_Text excerpt:_
How Usage-Based Payments are Enabling Blockchain-Based Integrated Business Ecosystems
The blockchain-enabled data integrity facilitates new forms of inter-organizational and inter-industry collaboration, serving as a backbone for applications in areas such as Industry 4.0, Mobility and Energy whilst being settled with a pay-per-use scheme. Previously, costly and incompatible intermediate stages of the business process, caused by incompatible ERP systems, data silos, different company policies, and a lack of trust, are thus merged and harmonized over the entire business process lifecycle and are monitored by the conditions of a smart contract. Hence, the blockchain’s characteristics of transparency, immutability, and cryptography are the cornerstones for the emergence of inter-company and inter-industry collaboration. This creates a high level of trust among participants of integrated ecosystems, permitting a high degree of automation with auditable parameters and simultaneously reducing the need for human intervention to a minimum. — Authors: Philipp Schulden, Thomas Faber, Philipp Sandner
Blockchain-enabled integrated business ecosystems prospectively lead to a new level of cross-industry and cross-sectoral collaboration between firms. The resulting interoperability results in an outward reorientation of the participating organizations, enabling individual entities to be part of a globally networked economy. The outward-looking re-orientation of the companies allows for a reciprocal exchange of data, which will result in a highly collaborative and diverse ecosystem. Yet, in such ecosystems, the blockchain can only develop its potential and create added value in convergence with other emerging technologies. Such ecosystems receive data recorded by Internet of Things (IoT) devices, which is then administered and verified by the blockchain to consequently being automated by artificial intelligence. Therefore, within the following description of blockchain-enabled ecosystems, blockchain primarily acts as the basis-layer for the encrypted and transparent transferral of data and as a means to automate, structure, and orchestrate the data flow between the associated parties.

_Job a:_ In the records below, locate every line that contains the word "wall" and copy each of those lines.

_Provided material:_
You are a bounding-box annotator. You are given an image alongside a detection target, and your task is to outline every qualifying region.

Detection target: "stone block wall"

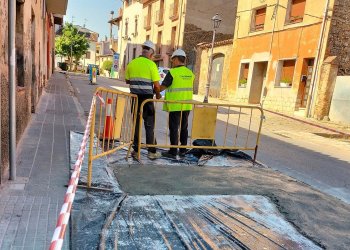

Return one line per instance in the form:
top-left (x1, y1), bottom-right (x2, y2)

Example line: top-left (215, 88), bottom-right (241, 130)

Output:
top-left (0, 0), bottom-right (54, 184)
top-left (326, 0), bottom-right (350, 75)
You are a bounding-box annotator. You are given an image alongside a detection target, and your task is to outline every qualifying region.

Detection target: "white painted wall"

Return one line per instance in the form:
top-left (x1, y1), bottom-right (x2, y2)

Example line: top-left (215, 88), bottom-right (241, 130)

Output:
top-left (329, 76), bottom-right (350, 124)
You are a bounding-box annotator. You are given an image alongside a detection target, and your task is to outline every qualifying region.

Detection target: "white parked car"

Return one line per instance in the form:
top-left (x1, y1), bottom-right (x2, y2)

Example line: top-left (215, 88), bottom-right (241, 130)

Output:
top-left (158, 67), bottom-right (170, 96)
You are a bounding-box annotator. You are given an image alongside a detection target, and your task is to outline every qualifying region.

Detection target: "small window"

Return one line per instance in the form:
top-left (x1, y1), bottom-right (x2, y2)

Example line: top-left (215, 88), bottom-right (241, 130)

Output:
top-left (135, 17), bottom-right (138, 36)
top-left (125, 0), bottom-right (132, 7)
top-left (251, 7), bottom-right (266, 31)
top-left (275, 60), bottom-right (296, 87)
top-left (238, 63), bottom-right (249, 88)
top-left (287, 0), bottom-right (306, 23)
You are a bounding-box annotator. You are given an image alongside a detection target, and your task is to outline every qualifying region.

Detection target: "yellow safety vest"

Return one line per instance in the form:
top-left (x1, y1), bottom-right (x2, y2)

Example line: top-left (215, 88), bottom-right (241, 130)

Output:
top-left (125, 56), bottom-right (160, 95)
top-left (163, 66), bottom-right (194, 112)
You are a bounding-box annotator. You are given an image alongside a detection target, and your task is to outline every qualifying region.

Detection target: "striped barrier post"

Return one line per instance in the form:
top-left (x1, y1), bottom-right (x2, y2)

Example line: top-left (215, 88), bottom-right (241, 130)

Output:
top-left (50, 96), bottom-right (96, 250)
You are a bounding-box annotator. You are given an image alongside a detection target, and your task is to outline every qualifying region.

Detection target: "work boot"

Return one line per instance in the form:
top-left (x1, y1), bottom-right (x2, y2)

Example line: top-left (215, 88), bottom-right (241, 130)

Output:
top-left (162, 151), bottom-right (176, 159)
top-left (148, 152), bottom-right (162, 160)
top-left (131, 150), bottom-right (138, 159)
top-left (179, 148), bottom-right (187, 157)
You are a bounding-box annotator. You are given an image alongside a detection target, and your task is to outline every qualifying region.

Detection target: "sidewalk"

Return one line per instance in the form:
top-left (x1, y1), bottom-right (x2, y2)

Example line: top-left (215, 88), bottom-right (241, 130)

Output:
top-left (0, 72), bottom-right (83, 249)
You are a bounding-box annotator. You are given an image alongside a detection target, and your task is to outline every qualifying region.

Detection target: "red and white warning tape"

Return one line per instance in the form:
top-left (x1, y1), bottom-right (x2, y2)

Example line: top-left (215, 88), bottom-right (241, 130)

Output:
...
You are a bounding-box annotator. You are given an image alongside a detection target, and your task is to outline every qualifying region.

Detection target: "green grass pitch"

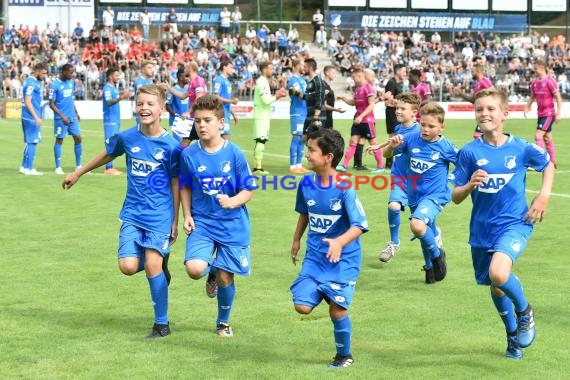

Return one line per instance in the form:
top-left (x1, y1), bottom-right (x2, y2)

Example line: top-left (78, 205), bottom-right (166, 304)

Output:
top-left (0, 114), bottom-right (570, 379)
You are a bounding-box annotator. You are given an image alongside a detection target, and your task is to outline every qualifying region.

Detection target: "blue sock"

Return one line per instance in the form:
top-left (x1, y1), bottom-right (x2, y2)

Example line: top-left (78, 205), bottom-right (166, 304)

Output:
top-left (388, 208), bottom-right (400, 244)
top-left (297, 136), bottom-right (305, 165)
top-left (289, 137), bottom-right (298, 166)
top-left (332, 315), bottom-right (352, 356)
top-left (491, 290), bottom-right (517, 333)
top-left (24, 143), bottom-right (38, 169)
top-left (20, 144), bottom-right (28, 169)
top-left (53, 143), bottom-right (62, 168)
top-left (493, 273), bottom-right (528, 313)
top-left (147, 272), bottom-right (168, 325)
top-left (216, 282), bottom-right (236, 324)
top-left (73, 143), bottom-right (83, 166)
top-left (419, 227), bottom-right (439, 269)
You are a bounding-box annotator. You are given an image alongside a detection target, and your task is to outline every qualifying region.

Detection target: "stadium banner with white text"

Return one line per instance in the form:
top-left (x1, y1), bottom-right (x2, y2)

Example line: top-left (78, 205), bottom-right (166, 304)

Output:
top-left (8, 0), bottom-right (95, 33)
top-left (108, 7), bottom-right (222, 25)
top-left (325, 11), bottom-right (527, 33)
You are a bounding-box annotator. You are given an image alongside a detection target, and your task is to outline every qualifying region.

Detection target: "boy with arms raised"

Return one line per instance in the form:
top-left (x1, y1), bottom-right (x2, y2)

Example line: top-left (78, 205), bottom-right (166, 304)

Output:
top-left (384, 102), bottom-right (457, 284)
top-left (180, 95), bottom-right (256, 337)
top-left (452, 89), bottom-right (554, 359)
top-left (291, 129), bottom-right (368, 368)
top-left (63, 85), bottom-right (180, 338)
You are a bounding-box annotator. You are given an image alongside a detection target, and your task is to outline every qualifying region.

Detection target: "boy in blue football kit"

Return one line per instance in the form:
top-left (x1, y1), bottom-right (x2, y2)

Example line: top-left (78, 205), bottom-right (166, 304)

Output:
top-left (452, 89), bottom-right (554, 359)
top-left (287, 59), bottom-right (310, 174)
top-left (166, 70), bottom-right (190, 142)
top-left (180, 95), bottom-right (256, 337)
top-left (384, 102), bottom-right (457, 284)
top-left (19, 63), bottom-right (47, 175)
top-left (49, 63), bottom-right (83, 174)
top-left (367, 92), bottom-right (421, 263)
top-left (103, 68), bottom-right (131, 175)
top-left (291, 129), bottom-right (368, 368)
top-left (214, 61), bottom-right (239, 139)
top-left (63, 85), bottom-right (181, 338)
* * *
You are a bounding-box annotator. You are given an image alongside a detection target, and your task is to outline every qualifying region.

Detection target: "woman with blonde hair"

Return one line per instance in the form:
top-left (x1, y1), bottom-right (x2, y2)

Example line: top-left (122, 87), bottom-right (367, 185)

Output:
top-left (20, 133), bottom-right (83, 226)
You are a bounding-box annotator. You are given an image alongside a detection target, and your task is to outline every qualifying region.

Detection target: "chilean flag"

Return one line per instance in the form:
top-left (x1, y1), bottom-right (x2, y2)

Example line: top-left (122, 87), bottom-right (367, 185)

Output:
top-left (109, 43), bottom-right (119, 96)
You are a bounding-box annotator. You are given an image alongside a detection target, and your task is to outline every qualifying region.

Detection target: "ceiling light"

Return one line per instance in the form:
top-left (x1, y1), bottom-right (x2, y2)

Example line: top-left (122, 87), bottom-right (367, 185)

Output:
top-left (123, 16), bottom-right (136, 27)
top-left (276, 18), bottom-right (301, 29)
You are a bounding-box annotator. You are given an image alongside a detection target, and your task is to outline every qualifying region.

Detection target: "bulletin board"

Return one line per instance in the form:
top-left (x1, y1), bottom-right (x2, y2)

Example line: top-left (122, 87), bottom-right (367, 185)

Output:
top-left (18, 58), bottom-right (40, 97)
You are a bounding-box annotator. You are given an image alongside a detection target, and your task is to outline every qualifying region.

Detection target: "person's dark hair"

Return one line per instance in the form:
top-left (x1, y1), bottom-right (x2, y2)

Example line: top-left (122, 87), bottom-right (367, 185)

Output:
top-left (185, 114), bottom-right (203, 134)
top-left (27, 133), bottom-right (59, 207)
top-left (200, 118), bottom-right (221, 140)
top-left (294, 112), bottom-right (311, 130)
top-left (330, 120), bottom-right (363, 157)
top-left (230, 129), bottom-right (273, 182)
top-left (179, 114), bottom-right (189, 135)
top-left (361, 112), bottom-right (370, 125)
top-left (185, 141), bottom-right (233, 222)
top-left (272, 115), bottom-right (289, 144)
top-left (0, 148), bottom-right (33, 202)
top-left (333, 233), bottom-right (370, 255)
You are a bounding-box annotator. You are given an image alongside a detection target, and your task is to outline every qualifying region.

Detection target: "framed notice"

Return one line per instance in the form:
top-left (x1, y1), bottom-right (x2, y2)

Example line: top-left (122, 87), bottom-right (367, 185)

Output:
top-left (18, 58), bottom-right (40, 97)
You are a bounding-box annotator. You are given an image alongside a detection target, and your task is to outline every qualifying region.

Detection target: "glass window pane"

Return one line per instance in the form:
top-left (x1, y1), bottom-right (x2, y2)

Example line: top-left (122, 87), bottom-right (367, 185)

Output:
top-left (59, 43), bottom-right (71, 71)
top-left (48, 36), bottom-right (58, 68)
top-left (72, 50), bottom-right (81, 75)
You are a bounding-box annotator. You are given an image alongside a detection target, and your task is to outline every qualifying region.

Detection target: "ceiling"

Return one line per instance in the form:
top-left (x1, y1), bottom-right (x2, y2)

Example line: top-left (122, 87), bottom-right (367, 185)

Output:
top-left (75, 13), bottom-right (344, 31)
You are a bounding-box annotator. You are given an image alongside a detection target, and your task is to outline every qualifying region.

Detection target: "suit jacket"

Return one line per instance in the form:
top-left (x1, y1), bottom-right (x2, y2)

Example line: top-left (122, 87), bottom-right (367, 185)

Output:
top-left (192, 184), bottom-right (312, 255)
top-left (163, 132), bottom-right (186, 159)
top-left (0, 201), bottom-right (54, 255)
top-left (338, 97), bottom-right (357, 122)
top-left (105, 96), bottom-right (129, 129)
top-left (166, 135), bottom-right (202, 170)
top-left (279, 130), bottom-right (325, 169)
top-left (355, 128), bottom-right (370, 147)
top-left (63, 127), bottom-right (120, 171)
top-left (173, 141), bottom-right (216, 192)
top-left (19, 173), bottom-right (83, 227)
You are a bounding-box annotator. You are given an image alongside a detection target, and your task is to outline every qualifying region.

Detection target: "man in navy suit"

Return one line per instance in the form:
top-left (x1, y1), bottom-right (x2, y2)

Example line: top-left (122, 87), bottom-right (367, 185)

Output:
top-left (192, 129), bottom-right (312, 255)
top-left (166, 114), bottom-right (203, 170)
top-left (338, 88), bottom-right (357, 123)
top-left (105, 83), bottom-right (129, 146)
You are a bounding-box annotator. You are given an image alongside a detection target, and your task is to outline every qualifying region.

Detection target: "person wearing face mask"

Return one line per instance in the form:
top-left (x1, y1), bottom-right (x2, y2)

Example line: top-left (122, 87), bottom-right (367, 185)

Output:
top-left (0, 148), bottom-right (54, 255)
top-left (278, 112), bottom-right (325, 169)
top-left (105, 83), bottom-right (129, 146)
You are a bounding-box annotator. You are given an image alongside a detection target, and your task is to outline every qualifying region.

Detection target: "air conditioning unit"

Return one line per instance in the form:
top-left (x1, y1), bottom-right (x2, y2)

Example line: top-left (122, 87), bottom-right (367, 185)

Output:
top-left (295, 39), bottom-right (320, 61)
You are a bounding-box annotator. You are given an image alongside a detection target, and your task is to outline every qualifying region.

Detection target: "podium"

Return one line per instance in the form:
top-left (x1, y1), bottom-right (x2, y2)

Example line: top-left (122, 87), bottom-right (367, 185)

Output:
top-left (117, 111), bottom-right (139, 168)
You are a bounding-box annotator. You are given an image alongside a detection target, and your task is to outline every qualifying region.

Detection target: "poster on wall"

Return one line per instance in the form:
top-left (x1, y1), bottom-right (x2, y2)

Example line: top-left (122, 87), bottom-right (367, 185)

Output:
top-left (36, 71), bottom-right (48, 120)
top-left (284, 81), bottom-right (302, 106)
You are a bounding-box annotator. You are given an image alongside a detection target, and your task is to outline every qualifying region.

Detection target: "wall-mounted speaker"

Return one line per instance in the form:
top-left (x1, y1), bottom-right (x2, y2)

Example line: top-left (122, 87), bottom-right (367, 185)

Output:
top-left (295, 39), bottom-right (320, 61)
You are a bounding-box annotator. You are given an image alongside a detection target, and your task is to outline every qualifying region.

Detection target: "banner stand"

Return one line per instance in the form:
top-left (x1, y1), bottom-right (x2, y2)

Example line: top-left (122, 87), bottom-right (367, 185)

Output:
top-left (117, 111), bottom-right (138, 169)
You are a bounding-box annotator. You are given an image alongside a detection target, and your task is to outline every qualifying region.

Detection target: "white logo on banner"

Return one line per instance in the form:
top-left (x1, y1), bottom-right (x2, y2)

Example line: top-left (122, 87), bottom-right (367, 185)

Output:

_Job b:_ According to the article on blockchain-based business ecosystems above, which three characteristics of the blockchain are the cornerstones for inter-company and inter-industry collaboration?

_Complete answer a:_
Detection target: "stone block wall"
Detection target: "white painted wall"
Detection target: "poster on wall"
Detection target: "wall-mounted speaker"

_Complete answer b:_ Transparency, immutability, and cryptography.